Items with labeled boxes:
··········
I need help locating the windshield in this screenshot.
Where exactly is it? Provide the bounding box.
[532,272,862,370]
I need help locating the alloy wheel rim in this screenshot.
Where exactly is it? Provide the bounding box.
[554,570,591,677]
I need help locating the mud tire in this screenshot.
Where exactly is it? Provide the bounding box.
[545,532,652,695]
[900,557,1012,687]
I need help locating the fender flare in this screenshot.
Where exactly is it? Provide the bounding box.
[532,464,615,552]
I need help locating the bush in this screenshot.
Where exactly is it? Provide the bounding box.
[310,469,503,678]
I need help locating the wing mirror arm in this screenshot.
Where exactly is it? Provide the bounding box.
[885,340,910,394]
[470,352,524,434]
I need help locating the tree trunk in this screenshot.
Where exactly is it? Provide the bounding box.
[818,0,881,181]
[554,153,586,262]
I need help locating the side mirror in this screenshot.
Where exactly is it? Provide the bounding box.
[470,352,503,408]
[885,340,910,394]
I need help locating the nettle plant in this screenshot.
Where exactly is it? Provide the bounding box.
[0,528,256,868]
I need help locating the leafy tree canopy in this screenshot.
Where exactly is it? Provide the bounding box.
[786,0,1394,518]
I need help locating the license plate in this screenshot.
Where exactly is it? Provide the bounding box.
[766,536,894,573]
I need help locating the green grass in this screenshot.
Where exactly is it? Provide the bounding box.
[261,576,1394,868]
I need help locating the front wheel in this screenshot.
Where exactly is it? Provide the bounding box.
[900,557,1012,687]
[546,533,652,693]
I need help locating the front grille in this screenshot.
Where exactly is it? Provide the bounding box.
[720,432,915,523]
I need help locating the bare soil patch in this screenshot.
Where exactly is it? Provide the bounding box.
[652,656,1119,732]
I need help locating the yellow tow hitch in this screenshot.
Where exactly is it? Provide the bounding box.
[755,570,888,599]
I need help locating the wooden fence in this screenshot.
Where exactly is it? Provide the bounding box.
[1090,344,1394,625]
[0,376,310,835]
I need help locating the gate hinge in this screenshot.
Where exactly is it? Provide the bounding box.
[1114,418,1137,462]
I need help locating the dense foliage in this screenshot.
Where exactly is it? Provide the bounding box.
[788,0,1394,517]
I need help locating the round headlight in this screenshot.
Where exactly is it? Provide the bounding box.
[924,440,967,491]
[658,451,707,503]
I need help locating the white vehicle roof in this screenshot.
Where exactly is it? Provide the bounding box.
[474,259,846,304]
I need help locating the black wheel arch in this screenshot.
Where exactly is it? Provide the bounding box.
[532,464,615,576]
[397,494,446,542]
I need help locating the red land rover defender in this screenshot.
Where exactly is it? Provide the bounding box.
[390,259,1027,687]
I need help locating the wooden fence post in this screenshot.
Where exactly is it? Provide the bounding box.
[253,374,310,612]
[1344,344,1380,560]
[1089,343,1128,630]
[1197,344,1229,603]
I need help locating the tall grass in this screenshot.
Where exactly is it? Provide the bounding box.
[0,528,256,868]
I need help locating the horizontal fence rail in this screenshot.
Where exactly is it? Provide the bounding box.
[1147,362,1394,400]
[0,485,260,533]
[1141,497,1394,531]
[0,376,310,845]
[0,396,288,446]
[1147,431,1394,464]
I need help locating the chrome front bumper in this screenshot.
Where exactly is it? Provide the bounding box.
··········
■ **Goal**: Give every line of the items above as a Markdown table with the columns No. and Line, numbering each row and leaving out blank lines.

■ **Solution for this task**:
| No. | Line |
|---|---|
| 1 | I need help locating the windshield in this screenshot. |
| 2 | Where exactly is it? Provide the bounding box. |
| 3 | [532,272,862,370] |
| 4 | I need help locating the alloy wheel rim in this screenshot. |
| 5 | Where exactly is it? Provide the bounding box. |
| 6 | [554,570,591,677] |
| 7 | I need help locating the mud tire in this screenshot. |
| 8 | Where exactly is it? Provide the bounding box. |
| 9 | [545,532,652,695] |
| 10 | [900,557,1012,687] |
| 11 | I need help locating the fender flare in this screenshot. |
| 12 | Where exactly is it? Provide the bounding box. |
| 13 | [532,464,615,552] |
| 14 | I need help locating the bush in this screenshot. |
| 15 | Where exactly is it? Provide the bounding box. |
| 16 | [310,469,503,678] |
| 17 | I need help locating the wing mirror arm in this screenshot. |
| 18 | Where exactly is it? Provide the bounding box. |
| 19 | [885,340,910,394] |
| 20 | [470,352,524,434] |
| 21 | I need help locating the tree trunk in this screenshot. |
| 22 | Where exactly is it? Provide the bounding box. |
| 23 | [818,0,881,181] |
| 24 | [554,153,586,262] |
| 25 | I need help locating the side mirror in this screenshot. |
| 26 | Where exactly is it? Provide the bounding box. |
| 27 | [470,352,503,408] |
| 28 | [885,340,910,394] |
| 29 | I need help locating the nettle plant in this screenshot. |
| 30 | Where exactly is it? Provide the bounding box. |
| 31 | [0,528,256,868] |
| 32 | I need help locating the leafy tree canopy in this screenshot. |
| 33 | Where exactly is it? Provide the bounding box. |
| 34 | [786,0,1394,518] |
| 35 | I need help locating the license plate in this screenshot. |
| 36 | Where exactly is it? Provide the bounding box. |
| 37 | [766,536,894,573] |
| 38 | I need help locating the green grass in this screenshot. |
| 39 | Where exactly is it? Provide the bounding box. |
| 40 | [261,576,1394,868] |
| 41 | I need help locating the front wheel in this screenshot. |
| 42 | Where exactly is it? Provide the bounding box. |
| 43 | [900,557,1012,687] |
| 44 | [546,533,652,693] |
| 45 | I need help locating the front grille in this screenshot. |
| 46 | Where exactly is it? Provide the bounding box. |
| 47 | [720,432,915,523] |
| 48 | I need help locating the bare soil patch in this screenshot. |
| 49 | Where exactly is it? Provide the bounding box. |
| 50 | [652,656,1119,732] |
| 51 | I need help locating the yellow tow hitch in this screenshot. |
| 52 | Where exactly is it? Provide the bounding box. |
| 53 | [755,570,888,599] |
| 54 | I need help locating the wooden fence in this screenshot. |
| 55 | Where exactly is it? Provide the bounding box. |
| 56 | [1090,344,1394,625] |
| 57 | [0,376,310,835] |
| 58 | I need help locating the gate hinge in this screenshot. |
| 59 | Where exactly is it? Provide the bounding box. |
| 60 | [1114,418,1137,462] |
| 61 | I need help locating the dense foliage in this screenshot. |
| 62 | Where exactly is it? Provide the bounding box. |
| 63 | [788,0,1394,517] |
| 64 | I need help locating the round headlight in this screenshot. |
| 65 | Where exactly is it? Provide the bounding box. |
| 66 | [924,440,967,491] |
| 67 | [658,451,707,503] |
| 68 | I need help locating the white vehicle roof in this screenshot. |
| 69 | Where exactly is it? Provide the bounding box. |
| 70 | [474,259,846,304] |
| 71 | I need help locating the black wheel arch in this screenshot. |
| 72 | Where exactly is it? Provide the bounding box. |
| 73 | [532,464,615,576] |
| 74 | [397,494,446,542] |
| 75 | I need help locating the red land rover defender in this screenshot. |
| 76 | Where exactly is it? Provide the bounding box. |
| 77 | [390,259,1027,687] |
| 78 | I need help locating the wooden fence post in this screenshot. |
| 79 | Where exactly is it? Provide the bounding box. |
| 80 | [253,374,310,612] |
| 81 | [1344,344,1380,560] |
| 82 | [1089,343,1128,630] |
| 83 | [1197,344,1229,603] |
| 84 | I need help locating the tall grass in this screenshot. |
| 85 | Where exactly is it? Provide the bounding box. |
| 86 | [0,528,256,868] |
| 87 | I need help locating the horizontal fence rail in this screenshot. |
| 88 | Where exactly is it? Provide the bounding box. |
| 89 | [1147,362,1394,400] |
| 90 | [0,485,260,533] |
| 91 | [1141,497,1394,531] |
| 92 | [0,376,310,845] |
| 93 | [0,396,288,446] |
| 94 | [1147,431,1394,464] |
| 95 | I need help locating the chrome front bumper in this screenshot. |
| 96 | Where exactly is it? Provide the bounding box. |